• WORK TO DO
Substitute "would be appreciated" for each occurrence of "would be ideal" in the lines below, and reproduce everything else unchanged.
<<<<
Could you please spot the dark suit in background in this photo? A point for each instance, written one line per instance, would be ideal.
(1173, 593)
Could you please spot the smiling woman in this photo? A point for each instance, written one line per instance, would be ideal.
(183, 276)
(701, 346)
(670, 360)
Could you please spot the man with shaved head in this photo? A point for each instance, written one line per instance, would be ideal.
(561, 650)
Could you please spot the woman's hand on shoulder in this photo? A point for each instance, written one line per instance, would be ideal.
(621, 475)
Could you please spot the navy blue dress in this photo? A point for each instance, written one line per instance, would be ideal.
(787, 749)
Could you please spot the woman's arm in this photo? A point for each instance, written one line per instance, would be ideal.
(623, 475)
>>>>
• PROBLEM SOLUTION
Could you please spot the dark suit in background in this photo? A point for each instance, written one line per instance, would be appreciated.
(1173, 593)
Could you please spot the smiling woman in this photo? A point for each instance, written one line per instance, would be appreciated.
(183, 276)
(701, 346)
(670, 360)
Could you please spot the man with shaved head in this photo? A point for each instance, written one line per instance, would be appreciated.
(561, 650)
Could you please spot the woman's hand on shoulder in this photo? A point for each instance, written one line per instance, would be appreciated.
(621, 475)
Could you please spot the navy blue dress in this photo? A point for each instance, written one line per instance, would be appreciated.
(787, 749)
Could you please spot the woman's arm in this photo? A point for each instance, written one line per instance, would be appreciated.
(623, 475)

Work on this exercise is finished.